=== Passage provided ===

Comment by jillesvangurp

9 hours ago

AIs are not human and therefore their output is a human authored contribution and only human authored things are covered by copyright. The work might hypothetically infringe on other people's copyright. But such an infringement does not happen until a human decides to create and distribute a work that somehow integrates that generated code or text.

The solution documented here seems very pragmatic. You as a contributor simply state that you are making the contribution and that you are not infringing on other people's work with that contribution under the GPLv2. And you document the fact that you used AI for transparency reasons.

There is a lot of legal murkiness around how training data is handled, and the output of the models. Or even the models themselves. Is something that in no way or shape resembles a copyrighted work (i.e. a model) actually distributing that work? The legal arguments here will probably take a long time to settle but it seems the fair use concept offers a way out here. You might create potentially infringing work with a model that may or may not be covered by fair use. But that would be your decision.

For small contributions to the Linux kernel it would be hard to argue that a passing resemblance of say a for loop in the contribution to some for loop in somebody else's code base would be anything else than coincidence or fair use.

23 comments

jillesvangurp

friendzis 1 hour ago

> Is something that in no way or shape resembles a copyrighted work (i.e. a model) actually distributing that work?

Does a digitally encoded version resemble a copyrighted work in some shape or form? </snark>

Where is this hangup on models being something entirely different than an encoding coming from? Given enough prodding they can reproduce training data verbatim or close to that. Okay, given enough prodding notepad can do that too, so uncertainty is understandable.

This is one of the big reasons companies are putting effort into the so called "safety": when the legal battles are eventually fought, they would have an argument that they made their best so that the amount of prodding required to extract any information potentially putting them under liability is too great to matter.

nitwit005 8 hours ago

That you can't copyright the AI's output (in the US, at least), doesn't imply it doesn't contain copyrighted material. If you generate an image of a Disney character, Disney still owns the copyright to that character.

metalcrow 17 minutes ago

You can copyright AI output assuming there is a "reasonable" degree of human involvement. https://www.cnet.com/tech/services-and-software/this-company...

===

Exercise requirements:
A. According to the forum thread, why are companies putting effort into so-called "safety"?
B. Rewrite the forum thread from "The solution documented" up to and including "be your decision.", replacing "contributor" with "developer".

=== Entries shown ===

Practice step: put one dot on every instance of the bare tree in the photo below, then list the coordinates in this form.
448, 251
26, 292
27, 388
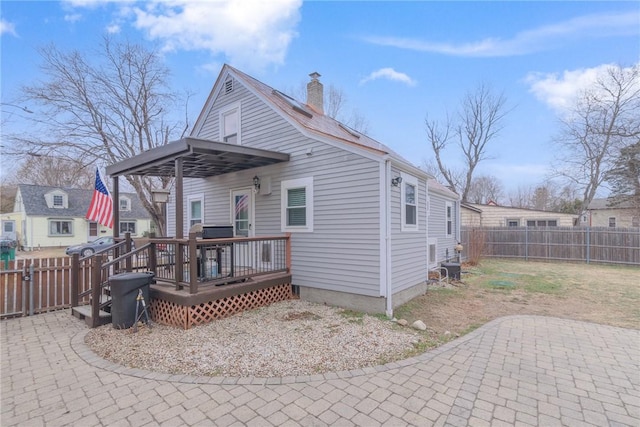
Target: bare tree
625, 178
604, 120
102, 107
485, 188
58, 172
477, 123
521, 196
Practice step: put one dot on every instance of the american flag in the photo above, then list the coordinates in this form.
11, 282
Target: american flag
101, 207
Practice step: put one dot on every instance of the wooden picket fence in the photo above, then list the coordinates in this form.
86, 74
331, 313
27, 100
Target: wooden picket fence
578, 244
31, 286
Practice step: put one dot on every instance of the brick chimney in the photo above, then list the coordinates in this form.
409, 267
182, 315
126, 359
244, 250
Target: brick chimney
315, 95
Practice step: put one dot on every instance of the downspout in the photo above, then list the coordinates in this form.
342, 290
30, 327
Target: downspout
386, 185
426, 225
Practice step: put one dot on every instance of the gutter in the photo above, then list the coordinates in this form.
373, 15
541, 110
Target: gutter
387, 236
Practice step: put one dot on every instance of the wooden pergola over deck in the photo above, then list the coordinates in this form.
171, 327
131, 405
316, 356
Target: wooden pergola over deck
189, 158
184, 295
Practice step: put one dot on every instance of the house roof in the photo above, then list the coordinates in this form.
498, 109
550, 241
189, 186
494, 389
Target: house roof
495, 206
313, 120
78, 202
306, 117
609, 203
471, 207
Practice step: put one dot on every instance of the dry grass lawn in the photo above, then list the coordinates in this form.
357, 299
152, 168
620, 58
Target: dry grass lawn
603, 294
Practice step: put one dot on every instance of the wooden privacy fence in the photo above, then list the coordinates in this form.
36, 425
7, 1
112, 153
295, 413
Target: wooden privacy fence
30, 286
583, 244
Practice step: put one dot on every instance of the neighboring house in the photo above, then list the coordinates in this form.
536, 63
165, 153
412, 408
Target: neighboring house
492, 215
55, 217
607, 213
444, 224
267, 164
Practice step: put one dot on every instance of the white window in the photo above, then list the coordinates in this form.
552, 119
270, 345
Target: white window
125, 204
297, 205
58, 201
230, 124
449, 218
60, 227
128, 227
409, 202
542, 223
433, 252
195, 210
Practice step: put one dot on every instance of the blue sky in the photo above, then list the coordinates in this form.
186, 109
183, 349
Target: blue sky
395, 61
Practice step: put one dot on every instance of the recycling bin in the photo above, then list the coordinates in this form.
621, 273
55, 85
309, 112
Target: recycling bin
124, 297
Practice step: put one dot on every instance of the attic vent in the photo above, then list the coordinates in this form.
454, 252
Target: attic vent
349, 130
297, 106
228, 86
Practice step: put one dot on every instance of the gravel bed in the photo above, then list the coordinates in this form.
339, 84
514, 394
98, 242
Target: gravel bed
284, 339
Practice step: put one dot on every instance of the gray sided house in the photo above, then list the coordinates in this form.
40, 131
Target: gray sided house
356, 211
48, 217
444, 224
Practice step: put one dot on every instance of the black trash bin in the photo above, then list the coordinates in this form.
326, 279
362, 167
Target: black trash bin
124, 294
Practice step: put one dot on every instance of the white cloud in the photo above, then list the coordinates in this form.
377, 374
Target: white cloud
74, 17
251, 33
389, 74
7, 28
559, 91
529, 41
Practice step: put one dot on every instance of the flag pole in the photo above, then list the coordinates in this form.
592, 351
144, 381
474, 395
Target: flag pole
116, 207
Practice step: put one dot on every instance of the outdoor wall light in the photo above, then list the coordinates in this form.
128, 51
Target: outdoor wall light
396, 181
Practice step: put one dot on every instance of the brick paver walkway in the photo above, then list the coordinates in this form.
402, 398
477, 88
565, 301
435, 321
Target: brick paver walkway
520, 370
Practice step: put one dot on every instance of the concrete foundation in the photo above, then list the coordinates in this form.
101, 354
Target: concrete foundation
366, 304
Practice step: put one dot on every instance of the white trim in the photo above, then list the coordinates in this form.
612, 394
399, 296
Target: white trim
193, 198
413, 181
235, 107
432, 241
447, 206
307, 184
252, 209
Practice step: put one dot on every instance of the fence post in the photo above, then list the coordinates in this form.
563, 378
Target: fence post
96, 289
25, 279
32, 271
75, 275
588, 244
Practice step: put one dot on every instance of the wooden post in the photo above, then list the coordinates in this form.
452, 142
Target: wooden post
128, 245
74, 277
193, 264
179, 199
288, 250
96, 290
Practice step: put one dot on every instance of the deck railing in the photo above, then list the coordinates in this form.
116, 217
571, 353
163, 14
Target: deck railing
186, 264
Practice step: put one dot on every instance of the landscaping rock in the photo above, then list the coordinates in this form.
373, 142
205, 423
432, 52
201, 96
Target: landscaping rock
419, 324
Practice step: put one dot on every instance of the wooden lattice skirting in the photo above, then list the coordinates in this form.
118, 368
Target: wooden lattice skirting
170, 313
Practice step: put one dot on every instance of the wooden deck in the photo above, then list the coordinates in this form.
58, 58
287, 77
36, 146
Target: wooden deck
182, 309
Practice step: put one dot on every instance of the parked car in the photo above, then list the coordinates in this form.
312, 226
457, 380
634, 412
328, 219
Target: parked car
89, 248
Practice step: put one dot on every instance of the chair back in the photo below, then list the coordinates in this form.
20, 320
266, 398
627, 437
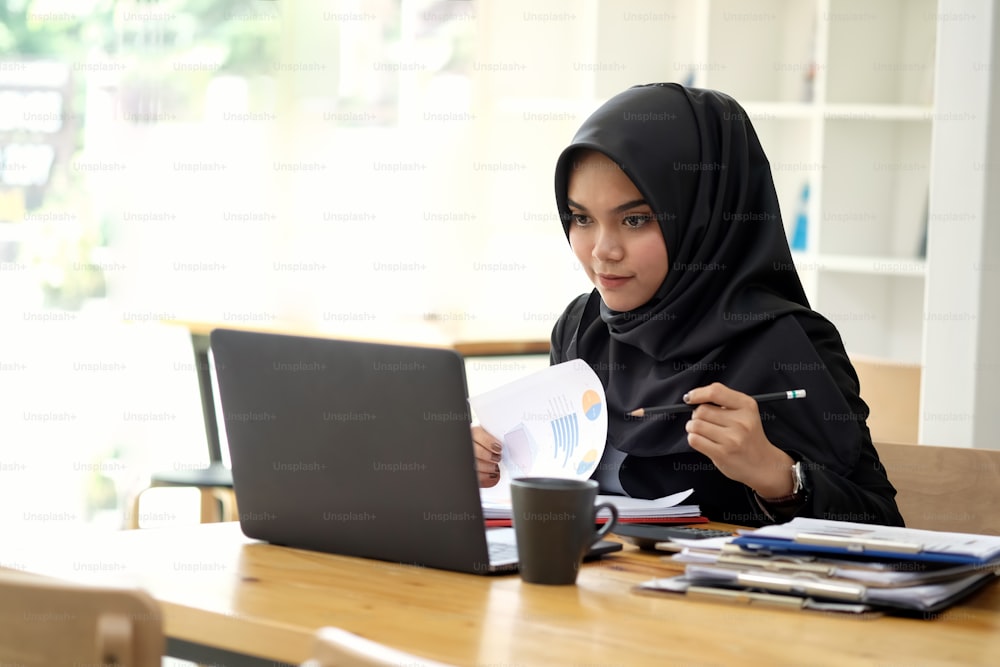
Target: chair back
336, 647
945, 488
45, 623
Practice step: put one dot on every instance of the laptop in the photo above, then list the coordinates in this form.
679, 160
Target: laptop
357, 448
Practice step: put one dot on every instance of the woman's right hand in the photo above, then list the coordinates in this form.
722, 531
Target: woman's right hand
487, 452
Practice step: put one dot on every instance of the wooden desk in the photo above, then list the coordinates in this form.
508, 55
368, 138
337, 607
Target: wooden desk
221, 590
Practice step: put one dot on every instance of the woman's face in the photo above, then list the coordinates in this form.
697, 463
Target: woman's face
614, 233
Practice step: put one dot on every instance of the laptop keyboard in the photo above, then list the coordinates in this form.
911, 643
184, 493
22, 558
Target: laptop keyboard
501, 545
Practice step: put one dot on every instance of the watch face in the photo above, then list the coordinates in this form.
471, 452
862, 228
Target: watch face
800, 479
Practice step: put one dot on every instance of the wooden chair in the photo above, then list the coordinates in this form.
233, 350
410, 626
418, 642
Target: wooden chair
215, 482
945, 488
45, 623
892, 391
335, 647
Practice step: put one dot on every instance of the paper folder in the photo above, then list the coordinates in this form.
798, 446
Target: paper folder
818, 536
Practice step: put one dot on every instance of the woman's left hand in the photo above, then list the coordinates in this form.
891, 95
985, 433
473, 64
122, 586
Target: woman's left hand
725, 426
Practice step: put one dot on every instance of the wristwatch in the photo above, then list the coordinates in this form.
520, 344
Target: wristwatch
799, 489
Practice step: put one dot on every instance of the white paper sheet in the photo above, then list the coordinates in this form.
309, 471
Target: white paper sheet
552, 423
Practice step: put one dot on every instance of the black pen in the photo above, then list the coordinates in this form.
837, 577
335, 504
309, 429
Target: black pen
681, 407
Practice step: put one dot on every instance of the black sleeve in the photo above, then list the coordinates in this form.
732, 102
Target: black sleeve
864, 494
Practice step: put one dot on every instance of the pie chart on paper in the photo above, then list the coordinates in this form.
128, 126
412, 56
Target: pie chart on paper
552, 423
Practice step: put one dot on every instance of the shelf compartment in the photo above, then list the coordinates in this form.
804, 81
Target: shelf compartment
880, 52
762, 51
875, 183
879, 316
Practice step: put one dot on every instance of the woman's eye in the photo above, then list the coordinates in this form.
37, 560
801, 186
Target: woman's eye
636, 221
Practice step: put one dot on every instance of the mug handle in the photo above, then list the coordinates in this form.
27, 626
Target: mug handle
609, 524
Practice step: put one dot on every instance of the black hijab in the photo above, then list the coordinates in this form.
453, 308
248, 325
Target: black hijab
731, 308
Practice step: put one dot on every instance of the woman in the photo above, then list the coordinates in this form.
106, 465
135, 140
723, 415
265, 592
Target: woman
668, 203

===

Exercise solutions:
A. When the legal battles are eventually fought, companies want to be able to argue that they did their best. Their argument would be that the prodding needed to extract information that could make them liable is too great to matter.

B.
The solution documented here seems very pragmatic. You as a developer simply state that you are making the contribution and that you are not infringing on other people's work with that contribution under the GPLv2. And you document the fact that you used AI for transparency reasons.

There is a lot of legal murkiness around how training data is handled, and the output of the models. Or even the models themselves. Is something that in no way or shape resembles a copyrighted work (i.e. a model) actually distributing that work? The legal arguments here will probably take a long time to settle but it seems the fair use concept offers a way out here. You might create potentially infringing work with a model that may or may not be covered by fair use. But that would be your decision.